Selection:

Sunday, August 30, 2009

Top Chef / Hell's Kitchen Lingo

I am so sick of watching these cooking shows and being lost on the same terms over and over again! I wish they had a scroll bar that went across the bottom of the screen like on reruns of LOST, to explain what's going on. It would be helpful to know, as sometimes what sucks about a dish is that it isn't even the dish they called it, but as a viewer, I have no idea! Some things are listed cause I know people who confuse the terms (I know what a scallop is, vs. a scallion).

Chef Rankings in the Kitchen:
The big dog whose vision the entire place is, is called the Chef de Cuisine (often called just, "The Chef)". He/She may/may not be present in the restaurant and may even have a fleet of establishments. Next in line is the executive chef. This seems to be a management position, dealing with all day to day tasks from the kitchen to the dining area. Finally, we have the "Sous Chef." From what I gather, it's a crummy, "show us what you got" sort of position. The Chef is seeing what you have, to decide if they can trust to/want to groom you.

Record list:
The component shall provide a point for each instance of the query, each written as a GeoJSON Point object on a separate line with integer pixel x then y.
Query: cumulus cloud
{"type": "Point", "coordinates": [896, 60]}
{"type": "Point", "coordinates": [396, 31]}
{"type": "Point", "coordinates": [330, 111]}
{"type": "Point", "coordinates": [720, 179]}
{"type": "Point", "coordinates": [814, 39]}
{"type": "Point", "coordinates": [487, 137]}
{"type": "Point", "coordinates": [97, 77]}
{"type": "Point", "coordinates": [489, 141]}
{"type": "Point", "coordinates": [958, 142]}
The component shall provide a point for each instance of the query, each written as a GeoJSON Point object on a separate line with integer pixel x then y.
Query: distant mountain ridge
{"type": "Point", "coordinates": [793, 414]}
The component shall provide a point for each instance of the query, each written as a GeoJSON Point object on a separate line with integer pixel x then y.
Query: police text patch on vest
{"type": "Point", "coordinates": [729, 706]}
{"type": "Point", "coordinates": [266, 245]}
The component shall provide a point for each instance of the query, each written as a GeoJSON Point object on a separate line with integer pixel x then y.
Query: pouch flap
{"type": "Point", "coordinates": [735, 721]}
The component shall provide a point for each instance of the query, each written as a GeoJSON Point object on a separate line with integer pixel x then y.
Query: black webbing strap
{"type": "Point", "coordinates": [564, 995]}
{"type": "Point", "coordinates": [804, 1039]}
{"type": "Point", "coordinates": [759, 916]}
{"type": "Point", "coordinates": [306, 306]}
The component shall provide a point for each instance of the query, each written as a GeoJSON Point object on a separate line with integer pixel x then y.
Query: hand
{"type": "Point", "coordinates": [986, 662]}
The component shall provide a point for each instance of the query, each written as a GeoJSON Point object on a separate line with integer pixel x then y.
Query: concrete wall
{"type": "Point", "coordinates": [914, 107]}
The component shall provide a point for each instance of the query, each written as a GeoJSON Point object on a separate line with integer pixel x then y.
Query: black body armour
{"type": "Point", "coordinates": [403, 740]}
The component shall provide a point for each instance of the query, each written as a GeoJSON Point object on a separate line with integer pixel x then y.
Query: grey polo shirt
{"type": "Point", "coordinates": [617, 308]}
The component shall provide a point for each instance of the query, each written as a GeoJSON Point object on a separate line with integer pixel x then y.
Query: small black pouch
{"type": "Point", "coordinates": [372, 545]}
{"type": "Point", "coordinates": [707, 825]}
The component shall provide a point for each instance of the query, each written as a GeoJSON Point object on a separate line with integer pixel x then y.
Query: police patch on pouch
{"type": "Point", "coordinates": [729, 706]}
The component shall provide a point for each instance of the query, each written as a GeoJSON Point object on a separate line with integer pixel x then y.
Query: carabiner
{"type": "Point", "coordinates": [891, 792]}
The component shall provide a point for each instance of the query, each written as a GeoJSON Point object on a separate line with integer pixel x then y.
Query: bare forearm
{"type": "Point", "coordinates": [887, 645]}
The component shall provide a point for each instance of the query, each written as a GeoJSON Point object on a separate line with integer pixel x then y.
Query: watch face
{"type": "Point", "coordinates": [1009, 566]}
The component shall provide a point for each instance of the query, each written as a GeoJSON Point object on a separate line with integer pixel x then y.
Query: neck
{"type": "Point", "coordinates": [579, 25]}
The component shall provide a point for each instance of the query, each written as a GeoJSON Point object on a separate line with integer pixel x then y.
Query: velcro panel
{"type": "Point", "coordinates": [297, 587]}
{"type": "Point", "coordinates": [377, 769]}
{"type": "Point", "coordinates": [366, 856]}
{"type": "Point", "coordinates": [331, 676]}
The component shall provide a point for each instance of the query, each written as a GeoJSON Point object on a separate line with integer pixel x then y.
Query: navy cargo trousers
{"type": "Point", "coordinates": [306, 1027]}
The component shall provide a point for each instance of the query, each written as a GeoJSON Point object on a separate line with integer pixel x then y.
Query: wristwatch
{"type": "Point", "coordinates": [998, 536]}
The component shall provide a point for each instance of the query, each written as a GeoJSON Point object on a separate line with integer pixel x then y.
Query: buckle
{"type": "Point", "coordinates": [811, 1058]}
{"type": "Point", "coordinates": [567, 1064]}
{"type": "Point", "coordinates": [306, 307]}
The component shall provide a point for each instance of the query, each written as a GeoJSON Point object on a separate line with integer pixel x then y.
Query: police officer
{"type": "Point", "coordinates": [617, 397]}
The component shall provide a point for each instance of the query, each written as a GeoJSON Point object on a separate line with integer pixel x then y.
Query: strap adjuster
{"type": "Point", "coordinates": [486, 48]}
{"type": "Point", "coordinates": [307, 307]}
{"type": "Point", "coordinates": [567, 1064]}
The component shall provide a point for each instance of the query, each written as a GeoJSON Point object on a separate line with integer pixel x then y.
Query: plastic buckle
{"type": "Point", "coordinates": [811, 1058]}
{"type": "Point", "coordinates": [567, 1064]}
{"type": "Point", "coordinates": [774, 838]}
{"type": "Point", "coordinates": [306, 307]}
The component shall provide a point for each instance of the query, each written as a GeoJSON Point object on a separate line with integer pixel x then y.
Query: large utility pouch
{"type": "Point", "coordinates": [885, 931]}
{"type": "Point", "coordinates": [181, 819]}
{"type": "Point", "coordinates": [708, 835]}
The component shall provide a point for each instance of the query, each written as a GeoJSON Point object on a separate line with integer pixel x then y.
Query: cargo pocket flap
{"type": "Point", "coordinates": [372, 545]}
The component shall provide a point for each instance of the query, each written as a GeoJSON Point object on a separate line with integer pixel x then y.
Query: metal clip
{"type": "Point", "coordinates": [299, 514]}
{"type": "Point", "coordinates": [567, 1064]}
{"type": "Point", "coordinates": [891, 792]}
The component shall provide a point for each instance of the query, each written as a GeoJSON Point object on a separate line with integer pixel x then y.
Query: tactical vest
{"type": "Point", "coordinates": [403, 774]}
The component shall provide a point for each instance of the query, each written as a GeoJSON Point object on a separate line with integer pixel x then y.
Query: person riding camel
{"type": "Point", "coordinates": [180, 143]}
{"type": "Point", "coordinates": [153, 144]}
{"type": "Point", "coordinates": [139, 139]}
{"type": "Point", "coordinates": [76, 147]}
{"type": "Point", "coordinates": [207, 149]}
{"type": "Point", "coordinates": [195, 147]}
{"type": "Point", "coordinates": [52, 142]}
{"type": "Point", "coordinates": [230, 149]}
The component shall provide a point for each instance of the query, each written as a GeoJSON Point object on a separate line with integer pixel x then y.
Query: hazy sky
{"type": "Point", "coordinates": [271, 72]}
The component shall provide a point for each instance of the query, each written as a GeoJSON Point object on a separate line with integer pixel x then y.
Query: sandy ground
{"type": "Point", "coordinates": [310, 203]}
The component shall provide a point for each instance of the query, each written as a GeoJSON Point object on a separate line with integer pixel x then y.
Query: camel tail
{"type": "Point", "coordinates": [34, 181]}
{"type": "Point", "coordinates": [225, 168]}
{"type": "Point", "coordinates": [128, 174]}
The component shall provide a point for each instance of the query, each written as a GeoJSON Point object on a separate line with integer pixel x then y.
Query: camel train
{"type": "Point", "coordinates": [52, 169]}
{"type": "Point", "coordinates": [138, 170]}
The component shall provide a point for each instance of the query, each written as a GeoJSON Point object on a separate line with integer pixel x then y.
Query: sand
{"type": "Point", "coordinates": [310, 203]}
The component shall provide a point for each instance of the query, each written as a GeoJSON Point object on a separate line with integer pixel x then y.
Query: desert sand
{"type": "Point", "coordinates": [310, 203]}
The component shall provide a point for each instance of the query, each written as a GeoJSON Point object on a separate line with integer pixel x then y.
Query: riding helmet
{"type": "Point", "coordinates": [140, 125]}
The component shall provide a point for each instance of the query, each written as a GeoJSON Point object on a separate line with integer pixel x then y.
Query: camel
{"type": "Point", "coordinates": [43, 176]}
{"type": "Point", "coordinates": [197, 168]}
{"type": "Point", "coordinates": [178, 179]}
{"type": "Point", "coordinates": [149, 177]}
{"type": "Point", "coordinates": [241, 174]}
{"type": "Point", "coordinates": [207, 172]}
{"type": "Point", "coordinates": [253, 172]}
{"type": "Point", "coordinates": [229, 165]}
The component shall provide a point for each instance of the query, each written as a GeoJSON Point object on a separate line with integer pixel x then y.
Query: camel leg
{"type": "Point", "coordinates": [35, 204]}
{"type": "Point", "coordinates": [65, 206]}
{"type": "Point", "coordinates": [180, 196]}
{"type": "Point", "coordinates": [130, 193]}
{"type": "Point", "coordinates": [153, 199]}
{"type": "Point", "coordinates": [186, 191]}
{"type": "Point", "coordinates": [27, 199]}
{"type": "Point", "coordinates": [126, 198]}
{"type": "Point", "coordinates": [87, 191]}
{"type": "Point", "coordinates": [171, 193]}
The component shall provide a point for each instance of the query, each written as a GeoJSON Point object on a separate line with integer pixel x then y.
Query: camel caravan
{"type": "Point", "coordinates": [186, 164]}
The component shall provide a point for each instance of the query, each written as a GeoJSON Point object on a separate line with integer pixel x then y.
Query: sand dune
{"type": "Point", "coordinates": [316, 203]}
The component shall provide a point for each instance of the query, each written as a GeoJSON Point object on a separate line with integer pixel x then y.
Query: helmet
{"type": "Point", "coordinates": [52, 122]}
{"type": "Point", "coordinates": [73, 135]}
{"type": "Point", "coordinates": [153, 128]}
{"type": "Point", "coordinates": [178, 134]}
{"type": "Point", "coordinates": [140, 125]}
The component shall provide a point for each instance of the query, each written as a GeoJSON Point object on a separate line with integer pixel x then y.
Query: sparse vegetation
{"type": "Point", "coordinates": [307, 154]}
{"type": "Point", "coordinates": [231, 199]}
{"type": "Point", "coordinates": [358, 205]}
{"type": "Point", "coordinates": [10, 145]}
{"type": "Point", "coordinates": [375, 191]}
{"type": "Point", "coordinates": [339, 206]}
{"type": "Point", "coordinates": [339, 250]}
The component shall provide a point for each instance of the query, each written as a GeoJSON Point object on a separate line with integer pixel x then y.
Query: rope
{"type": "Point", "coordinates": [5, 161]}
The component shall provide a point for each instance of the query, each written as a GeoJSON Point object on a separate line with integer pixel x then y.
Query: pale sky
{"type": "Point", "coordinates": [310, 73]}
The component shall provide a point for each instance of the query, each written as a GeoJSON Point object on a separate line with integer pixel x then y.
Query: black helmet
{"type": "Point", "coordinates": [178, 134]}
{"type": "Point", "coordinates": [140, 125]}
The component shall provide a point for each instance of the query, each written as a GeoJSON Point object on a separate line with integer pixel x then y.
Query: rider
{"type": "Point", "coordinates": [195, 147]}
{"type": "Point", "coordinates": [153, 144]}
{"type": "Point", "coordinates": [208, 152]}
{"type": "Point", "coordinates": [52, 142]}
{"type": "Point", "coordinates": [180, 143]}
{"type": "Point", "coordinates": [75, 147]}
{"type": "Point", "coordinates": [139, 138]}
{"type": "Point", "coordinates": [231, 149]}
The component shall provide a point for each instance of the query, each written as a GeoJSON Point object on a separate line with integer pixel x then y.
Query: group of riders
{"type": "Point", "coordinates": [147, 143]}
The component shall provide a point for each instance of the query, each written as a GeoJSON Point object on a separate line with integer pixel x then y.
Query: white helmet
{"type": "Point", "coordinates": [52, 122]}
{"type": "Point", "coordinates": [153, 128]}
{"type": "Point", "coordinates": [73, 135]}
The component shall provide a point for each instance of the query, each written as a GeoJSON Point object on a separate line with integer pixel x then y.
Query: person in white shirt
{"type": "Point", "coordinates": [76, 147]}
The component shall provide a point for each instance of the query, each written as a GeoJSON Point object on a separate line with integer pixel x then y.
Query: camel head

Brief 1:
In the post on cooking show lingo, which position comes next in line after the Chef de Cuisine?
Brief 2:
Return every line of the records that contains the word "black".

Task output 1:
The executive chef.

Task output 2:
Query: black webbing strap
Query: black body armour
Query: small black pouch
Query: black helmet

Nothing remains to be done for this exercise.